> _TEXT EXCERPT_
This was all perfectly clear to me as I started reading your novels...but I've never been a lazy reader.

Date: 2012-05-09 06:35 pm (UTC)
From: [identity profile] 6-penny.livejournal.com
Yep. One of the many things that put you two on my favorites shelf.

I'm now rereading to try to spot exactly when Val Con started using the Conrad alias and where it came from. Unless it came out of thin air, or that the tale has not made it into the cannon yet.

Conrad

Date: 2012-05-10 01:04 am (UTC)
From: [identity profile] star-horse3.livejournal.com
Isn't it Pat Rin who is called "Conrad" as in "Boss Conrad" by the good people of Surebleak? (In "I Dare") I'm not sure how it came about either, just that after he took over as Boss, Pat Rin was called Conrad. I think it was because of the young boy who was killed, but I'm not sure.

Re: Conrad

Date: 2012-05-10 01:27 am (UTC)
From: [identity profile] attilathepbnun.livejournal.com
Yep, he acquired the surname when poor jory was killed and, based on his reaction, the folk of Surebleak decided that ...'jory had been his true-son, and the boy's late mother his wife, from whom he had been long separated by unhappy circumstance ....' or some such

Re: Conrad

Date: 2012-05-10 01:58 am (UTC)
From: [identity profile] 6-penny.livejournal.com
Pat Rin - right. But he was using Conrad when he bought the Sinners Rug at Bazaar - have just been rereading that chapbook.

Re: Conrad

Date: 2012-05-12 02:56 pm (UTC)
From: [identity profile] robotech-master.livejournal.com
He started using it when he decided to go to ground—right after he was accosted by the DoI agents with the fake ring, and before he visited the bazaar to obtain inventory for his store. He had to call himself something that wasn't Pat Rin yos'Phelium.

(As for the original source of the name, it's been mentioned before that it's an homage to Roger Zelazny's "…And Call Me Conrad". How Pat Rin came up with it in-story is never said as far as I know. However, he did grow up with a Terran, Anne Davis, in his extended family, not to mention a robotic butler who had read a lot of old-Terran fiction, so maybe it came from the name of some person they mentioned.)
Edited Date: 2012-05-12 03:00 pm (UTC)

Grammar

Date: 2012-05-09 06:48 pm (UTC)
From: [identity profile] chris hempel (from livejournal.com)
While trying to authenticate a quote for something entirely unrelated, I ran across a wonderful quote that this post reminds me of. I'm going to quote far more than I normally would (my apologies), because the simple sentence or two usually quoted, while pithy, really fails to convey properly what's being said.

Joan Didion, from "Why I Write":
Grammar is a piano I play by ear, since I seem to have been out of school the year the rules were mentioned. All I know of grammar is its infinite power. To shift the structure of a sentence alters the meaning of that sentence, as definitely and inflexibly as the position of a camera alters the meaning of the object being photographed. Many people know about camera angles now, but not so many know about sentences. The arrangement of words matters, and the arrangement you want can be found in the picture in you mind. The picture dictates the arrangement. The picture dictates whether this will be a sentence with or without clauses, a sentence that ends hard or a dying-fall sentence, long or short, active or passive. The picture tells you how to arrange words and the arrangement of the words tells you, or tells me, what’s going on in the picture. Nota bene:

It tells you.

> _WORK TO BE COMPLETED_
Continue the reader comment thread above from the point where it stops.

[Object detection data]
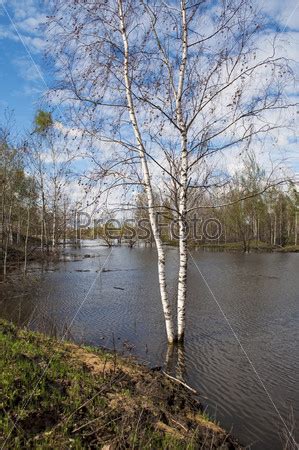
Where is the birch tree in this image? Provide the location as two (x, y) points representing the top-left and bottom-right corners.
(48, 0), (291, 343)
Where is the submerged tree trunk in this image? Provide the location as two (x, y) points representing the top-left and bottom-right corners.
(118, 0), (175, 343)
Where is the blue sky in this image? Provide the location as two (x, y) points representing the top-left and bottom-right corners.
(0, 0), (46, 132)
(0, 0), (299, 173)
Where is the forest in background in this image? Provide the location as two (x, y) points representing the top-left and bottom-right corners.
(0, 111), (299, 276)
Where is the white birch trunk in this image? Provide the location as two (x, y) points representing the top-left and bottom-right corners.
(24, 205), (30, 274)
(118, 0), (175, 343)
(176, 0), (188, 342)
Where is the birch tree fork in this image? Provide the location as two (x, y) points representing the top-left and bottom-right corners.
(118, 0), (175, 343)
(48, 0), (292, 342)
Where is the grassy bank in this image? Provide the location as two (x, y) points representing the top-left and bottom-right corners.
(0, 321), (241, 450)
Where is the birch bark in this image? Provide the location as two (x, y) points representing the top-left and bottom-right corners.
(118, 0), (175, 343)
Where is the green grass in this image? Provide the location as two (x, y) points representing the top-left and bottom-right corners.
(0, 321), (239, 449)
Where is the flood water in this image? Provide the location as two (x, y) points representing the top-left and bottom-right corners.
(0, 241), (299, 450)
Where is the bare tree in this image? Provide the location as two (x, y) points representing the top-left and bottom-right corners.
(48, 0), (291, 342)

> _ANSWER TO THE TASK_
You don’t tell it.


Personally speaking, that's one of the reason I love the Liaden novels - attention to texture and detail. A good dictionary or English teacher can tell you the proper way to structure every sentence - only a (very talented) author can create multiple distinct languages that are never shown but influence the structure of every sentence spoken.

Re: Grammar

Date: 2012-05-09 11:36 pm (UTC)
From: [identity profile] rolanni.livejournal.com
Thank you for that quote, Chris.

Re: Grammar

Date: 2012-05-10 05:47 pm (UTC)
From: [identity profile] katmoonshaker.livejournal.com
My mother and my late grandmother are/were both English majors. They insisted on proper grammar, except in fiction. Fiction is not required to use proper grammar because sometimes improper grammar is needed to make the point or set the scene or develop the character that the author(s) is making.

I hope that makes sense, my fibro/CFS is flaring today.

Date: 2012-05-09 07:10 pm (UTC)
From: [identity profile] otterb.livejournal.com
I also love the way you manage the different languages, and the way characters move between languages. There's a point at which Pat Rin doubts his command of Terran because the madam (whose name escapes me at the moment) doesn't understand what he means by "bank," and a place where Val Con says that the Yxtrang seems abrupt/harsh when he's saying something to Nelirikk. (Going by fuzzy memory here, no books to hand.)

I expect this is hard, as you say, and you manage it well enough for it to be a source of delight rather than a stumbling block for this reader.

Date: 2012-05-09 07:34 pm (UTC)
From: [identity profile] jessie-c.livejournal.com
The mark of a good writer is that they can write in dialect to portray the scene the way they want it to be experienced.

The mark of a good reader is that they can read such scenes and know that's what the author intended to happen. Poor readers complain about the bad grammar.
From: [identity profile] bookmobiler.livejournal.com
I think you might get an argument from your readers about that!
From: [identity profile] rolanni.livejournal.com
We are romantic writers -- the true love, the over-the-top interactions, and the stakes -- all the things that are nowadays dignified as "cheesy." We are, however, not romance writers, which. . .how to say this?

. . .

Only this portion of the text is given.